**TRECHO DA PÁGINA**
★ ★ ★ ★ ★

A multidão chegou no topo quando Chávez iniciou seu discurso. Eram algumas centenas de milhares, talvez um milhão de pessoas, para festejar a vitória do “povo soberano” sobre os golpistas que 11 de abril, que prenderam o presidente, fecharam o Parlamento e suspenderam a Constituição nas 47 horas em que estiveram no comando do país.
Os heróis da Juventude Comunista
Era uma concentração daquilo que os brasileiros chamam povão: pais e filhos, avós e netos, sozinhos ou em pequenos ou grandes grupos, bonitos, feios, ou apenas gente. Há bonés e camisetas de incontáveis tipos, embora todos vermelhos. Um dos lemas mais populares é “Todo 11 tem o seu 13”. Outro defende as “200 fábricas socialistas” de setores recentemente estatizados, como os do cimento e da siderurgia.
Outros emblemas são de componentes da coalizão chavista. Há muitos do PSUV (Partido Socialista Unido da Venezuela), o novo partido do presidente, fundado este ano. Outros são do PCV (Partido Comunista). Uma coluna do Abrebrecha, o palpitante jornal mural da JCV (Juventude Comunista), corta a multidão e se distribui por locais estratégicos bem diante do palanque principal: leva bandeiras com coloridos retratos de seus heróis, Chávez, claro, Bolívar, Che Guevara, Emiliano Zapata e uma dúzia de outros, passados e presentes.
As 2 versões venezuelanas do “Lula lá”
Dois brasileiros que vieram a Caracas para a Conferência do Conselho Mundial da Paz – a carioca Márcia Silva e o paulista Denis Veiga – terminaram convidados a ocupar o microfone de um dos 70 palcos. Discursaram sobre as semelhanças e diferenças entre o Brasil de Lula e a Venezuela de Chávez, entre palmas entusiasmadas.
Mais tarde, quando estava indo embora, ouvi outra menção interessante sobre o Brasil. veio de uma senhora, loura, de óculos escuros e camisa vermelha, aparentemente uma dona-de-casa que escutou o comício sentada na escadaria de um prédio: “Gostamos do Brasil. Gostamos porque Lula mandou o petróleo para nós quando não tínhamos nem uma gota”, conta ela. … uma alusão a um episódio em que os golpistas sabotaram a produção petroleira venezuelana; o país que possui maiores reservas de óleo no mundo ficou à beira do colapso por falta de combustíveis e Lula enviou um petroleiro em seu auxílio. Isso aconteceu há cinco anos, mas a dona-de-casa da escada não esqueceu.

★ ★ ★ ★ ★

**CONJUNTO DE REGISTROS**
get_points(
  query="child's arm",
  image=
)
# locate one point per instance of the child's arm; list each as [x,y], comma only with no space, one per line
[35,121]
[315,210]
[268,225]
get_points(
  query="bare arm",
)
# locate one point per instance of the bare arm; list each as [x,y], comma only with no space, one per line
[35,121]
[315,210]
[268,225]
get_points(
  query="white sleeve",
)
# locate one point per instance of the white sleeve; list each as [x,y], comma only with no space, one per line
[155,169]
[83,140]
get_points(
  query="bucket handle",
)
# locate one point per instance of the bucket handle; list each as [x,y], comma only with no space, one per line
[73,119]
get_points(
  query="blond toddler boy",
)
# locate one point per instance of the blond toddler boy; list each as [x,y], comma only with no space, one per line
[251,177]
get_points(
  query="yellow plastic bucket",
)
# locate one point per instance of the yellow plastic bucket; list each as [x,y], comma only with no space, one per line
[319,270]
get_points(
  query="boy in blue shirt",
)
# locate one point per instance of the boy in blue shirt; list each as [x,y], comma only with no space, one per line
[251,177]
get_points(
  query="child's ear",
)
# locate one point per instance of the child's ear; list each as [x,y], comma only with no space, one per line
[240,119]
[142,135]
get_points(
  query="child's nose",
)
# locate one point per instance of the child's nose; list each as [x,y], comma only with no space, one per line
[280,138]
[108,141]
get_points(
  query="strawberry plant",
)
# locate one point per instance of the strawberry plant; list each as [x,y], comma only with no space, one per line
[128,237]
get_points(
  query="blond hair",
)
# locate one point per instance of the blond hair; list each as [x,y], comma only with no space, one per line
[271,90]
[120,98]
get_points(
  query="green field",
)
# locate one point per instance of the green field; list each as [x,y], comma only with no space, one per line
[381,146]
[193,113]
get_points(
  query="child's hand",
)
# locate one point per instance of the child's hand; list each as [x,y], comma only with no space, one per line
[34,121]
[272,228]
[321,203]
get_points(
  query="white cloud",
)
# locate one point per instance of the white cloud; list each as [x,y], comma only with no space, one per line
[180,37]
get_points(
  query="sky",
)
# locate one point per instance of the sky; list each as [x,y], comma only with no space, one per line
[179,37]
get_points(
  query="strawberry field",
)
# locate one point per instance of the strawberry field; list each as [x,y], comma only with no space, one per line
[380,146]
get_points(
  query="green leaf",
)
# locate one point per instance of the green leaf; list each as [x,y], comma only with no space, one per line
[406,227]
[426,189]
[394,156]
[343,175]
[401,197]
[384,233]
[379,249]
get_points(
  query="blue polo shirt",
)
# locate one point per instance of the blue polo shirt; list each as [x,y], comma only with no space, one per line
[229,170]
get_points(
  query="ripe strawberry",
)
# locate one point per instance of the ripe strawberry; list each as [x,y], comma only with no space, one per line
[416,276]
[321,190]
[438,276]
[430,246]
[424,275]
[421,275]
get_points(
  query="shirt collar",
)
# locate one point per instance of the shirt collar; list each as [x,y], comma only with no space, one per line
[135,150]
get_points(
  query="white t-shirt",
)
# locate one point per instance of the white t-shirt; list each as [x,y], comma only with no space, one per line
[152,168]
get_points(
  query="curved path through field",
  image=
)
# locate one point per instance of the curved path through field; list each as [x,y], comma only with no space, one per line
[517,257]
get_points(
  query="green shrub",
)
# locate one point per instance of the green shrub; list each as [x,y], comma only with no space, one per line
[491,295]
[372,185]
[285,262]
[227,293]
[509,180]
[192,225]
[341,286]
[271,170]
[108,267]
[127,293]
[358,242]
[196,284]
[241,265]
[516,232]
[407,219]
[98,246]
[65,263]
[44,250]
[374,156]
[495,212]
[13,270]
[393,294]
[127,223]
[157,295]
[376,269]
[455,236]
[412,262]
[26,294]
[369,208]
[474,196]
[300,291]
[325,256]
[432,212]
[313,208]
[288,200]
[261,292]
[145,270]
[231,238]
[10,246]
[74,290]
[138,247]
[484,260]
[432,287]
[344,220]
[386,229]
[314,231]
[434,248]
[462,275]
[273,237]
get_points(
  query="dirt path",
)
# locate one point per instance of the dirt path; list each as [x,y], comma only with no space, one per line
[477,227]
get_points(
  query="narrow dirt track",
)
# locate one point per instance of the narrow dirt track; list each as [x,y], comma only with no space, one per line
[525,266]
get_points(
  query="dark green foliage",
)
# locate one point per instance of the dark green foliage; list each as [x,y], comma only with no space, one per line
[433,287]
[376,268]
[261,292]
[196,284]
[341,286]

★ ★ ★ ★ ★

**TAREFA A REALIZAR**
Por favor, transcreva sem nenhuma alteração a passagem do texto sobre o comício de Chávez que vai de “Os heróis da” até “e da siderurgia.”.

**EM RESPOSTA**
Os heróis da Juventude Comunista
Era uma concentração daquilo que os brasileiros chamam povão: pais e filhos, avós e netos, sozinhos ou em pequenos ou grandes grupos, bonitos, feios, ou apenas gente. Há bonés e camisetas de incontáveis tipos, embora todos vermelhos. Um dos lemas mais populares é “Todo 11 tem o seu 13”. Outro defende as “200 fábricas socialistas” de setores recentemente estatizados, como os do cimento e da siderurgia.